* _Your task_:
Reproduce every entry exactly as shown.

* _Given data_:
— Begin —

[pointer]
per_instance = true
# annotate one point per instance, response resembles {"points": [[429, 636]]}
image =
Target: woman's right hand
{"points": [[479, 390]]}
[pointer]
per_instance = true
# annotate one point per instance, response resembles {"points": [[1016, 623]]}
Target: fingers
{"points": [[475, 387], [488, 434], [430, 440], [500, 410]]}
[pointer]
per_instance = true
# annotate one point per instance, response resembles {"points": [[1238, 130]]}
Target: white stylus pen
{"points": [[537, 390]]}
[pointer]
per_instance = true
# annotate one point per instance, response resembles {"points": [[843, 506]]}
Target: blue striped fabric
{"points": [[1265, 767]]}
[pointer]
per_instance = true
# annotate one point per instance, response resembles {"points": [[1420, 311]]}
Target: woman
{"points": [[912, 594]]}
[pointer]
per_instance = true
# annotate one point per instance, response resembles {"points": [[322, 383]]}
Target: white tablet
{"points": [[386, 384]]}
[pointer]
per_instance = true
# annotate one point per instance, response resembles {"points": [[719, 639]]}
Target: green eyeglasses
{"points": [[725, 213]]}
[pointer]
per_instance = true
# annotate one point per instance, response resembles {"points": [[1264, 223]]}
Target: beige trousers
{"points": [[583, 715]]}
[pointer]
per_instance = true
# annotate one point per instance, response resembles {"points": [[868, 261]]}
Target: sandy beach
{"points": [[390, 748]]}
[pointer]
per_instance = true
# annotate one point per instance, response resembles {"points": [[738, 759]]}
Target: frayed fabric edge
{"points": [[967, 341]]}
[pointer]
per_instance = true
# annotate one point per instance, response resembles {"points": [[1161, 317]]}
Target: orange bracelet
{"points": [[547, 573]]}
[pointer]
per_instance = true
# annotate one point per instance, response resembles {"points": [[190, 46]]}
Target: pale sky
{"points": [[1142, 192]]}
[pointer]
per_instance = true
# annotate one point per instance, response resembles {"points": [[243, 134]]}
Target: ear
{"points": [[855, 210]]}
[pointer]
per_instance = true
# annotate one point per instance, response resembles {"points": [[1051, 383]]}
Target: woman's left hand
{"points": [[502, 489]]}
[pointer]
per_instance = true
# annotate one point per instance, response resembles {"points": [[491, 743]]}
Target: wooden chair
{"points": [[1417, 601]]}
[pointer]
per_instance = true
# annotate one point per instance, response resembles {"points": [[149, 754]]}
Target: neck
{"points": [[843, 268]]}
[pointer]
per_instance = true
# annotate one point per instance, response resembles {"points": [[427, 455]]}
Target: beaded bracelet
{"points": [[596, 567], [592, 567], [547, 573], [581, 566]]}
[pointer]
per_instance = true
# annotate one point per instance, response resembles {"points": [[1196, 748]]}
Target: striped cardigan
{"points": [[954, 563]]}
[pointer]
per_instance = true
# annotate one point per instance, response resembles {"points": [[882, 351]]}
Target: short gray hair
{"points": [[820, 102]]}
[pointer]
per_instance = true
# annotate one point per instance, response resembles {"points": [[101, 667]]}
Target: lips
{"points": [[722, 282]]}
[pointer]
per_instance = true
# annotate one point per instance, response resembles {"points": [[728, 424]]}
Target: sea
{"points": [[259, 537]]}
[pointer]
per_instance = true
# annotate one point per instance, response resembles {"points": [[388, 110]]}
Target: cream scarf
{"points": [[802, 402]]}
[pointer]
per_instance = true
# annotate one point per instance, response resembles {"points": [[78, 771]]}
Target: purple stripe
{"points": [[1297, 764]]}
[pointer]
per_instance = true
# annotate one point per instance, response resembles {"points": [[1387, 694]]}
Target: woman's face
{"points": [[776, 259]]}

— End —

* _Full output_:
[pointer]
per_instance = true
# annotate one point per instance, response resembles {"points": [[429, 636]]}
image =
Target: woman's right hand
{"points": [[479, 390]]}
[pointer]
per_instance = true
# annotate one point per instance, response resembles {"points": [[1016, 623]]}
Target: fingers
{"points": [[475, 387], [488, 434], [430, 440], [500, 410]]}
[pointer]
per_instance = true
# annotate one point per instance, response resembles {"points": [[1238, 130]]}
Target: white stylus pen
{"points": [[537, 390]]}
[pointer]
per_instance = true
# annotate one point per instance, response resembles {"points": [[843, 506]]}
Target: blue striped fabric
{"points": [[1265, 767]]}
[pointer]
per_instance = true
# annotate one point per instance, response resembles {"points": [[1420, 311]]}
Target: woman
{"points": [[912, 594]]}
[pointer]
per_instance = true
# annotate one point per instance, response resembles {"points": [[322, 383]]}
Target: white tablet
{"points": [[386, 384]]}
[pointer]
per_instance = true
# annotate one point per instance, response resembles {"points": [[719, 639]]}
Target: green eyeglasses
{"points": [[725, 213]]}
[pointer]
per_instance = true
# annotate one point per instance, response resembles {"points": [[1264, 223]]}
Target: beige trousers
{"points": [[583, 715]]}
[pointer]
per_instance = true
# annotate one point per instance, response resembles {"points": [[868, 261]]}
Target: sandy beach
{"points": [[390, 748]]}
[pointer]
per_instance = true
# annotate one point per instance, response resembles {"points": [[738, 759]]}
Target: frayed fabric edge
{"points": [[967, 341]]}
[pointer]
per_instance = true
# annotate one point per instance, response resembles {"points": [[1161, 317]]}
Target: orange bracelet
{"points": [[547, 573]]}
[pointer]
per_instance = true
# annotate one point per instance, response resembles {"points": [[190, 46]]}
Target: pale sky
{"points": [[1142, 192]]}
[pointer]
per_instance = true
# annotate one point per instance, response resembles {"points": [[243, 134]]}
Target: ear
{"points": [[855, 210]]}
[pointer]
per_instance = true
# annotate one point per instance, response resembles {"points": [[1051, 383]]}
Target: woman's left hand
{"points": [[502, 489]]}
[pointer]
per_instance = true
# annotate one point per instance, response resembles {"points": [[491, 743]]}
Target: wooden chair
{"points": [[1417, 601]]}
[pointer]
per_instance = true
# annotate one point per instance, response resembles {"points": [[149, 754]]}
Target: neck
{"points": [[843, 268]]}
[pointer]
per_instance = true
# annotate one point per instance, response resembles {"points": [[427, 455]]}
Target: beaded bracelet
{"points": [[596, 567], [592, 567], [547, 573], [581, 566]]}
[pointer]
per_instance = true
# annotate one point per instance, response resembles {"points": [[1196, 748]]}
Target: striped cardigan
{"points": [[954, 563]]}
[pointer]
per_instance = true
# annotate one point per instance, response resembles {"points": [[882, 351]]}
Target: short gray hair
{"points": [[820, 102]]}
[pointer]
per_instance = true
# annotate one point per instance, response resembles {"points": [[101, 667]]}
Target: lips
{"points": [[722, 282]]}
[pointer]
per_instance = true
# annotate one point per instance, response resembles {"points": [[728, 424]]}
Target: sea
{"points": [[259, 537]]}
[pointer]
per_instance = true
# annotate one point per instance, response resembles {"points": [[388, 110]]}
Target: cream scarf
{"points": [[802, 402]]}
[pointer]
per_instance = true
# annotate one point per instance, response resembles {"points": [[78, 771]]}
Target: purple stripe
{"points": [[1297, 764]]}
[pointer]
per_instance = true
# annotate one point per instance, response resembles {"points": [[1387, 694]]}
Target: woman's face
{"points": [[776, 259]]}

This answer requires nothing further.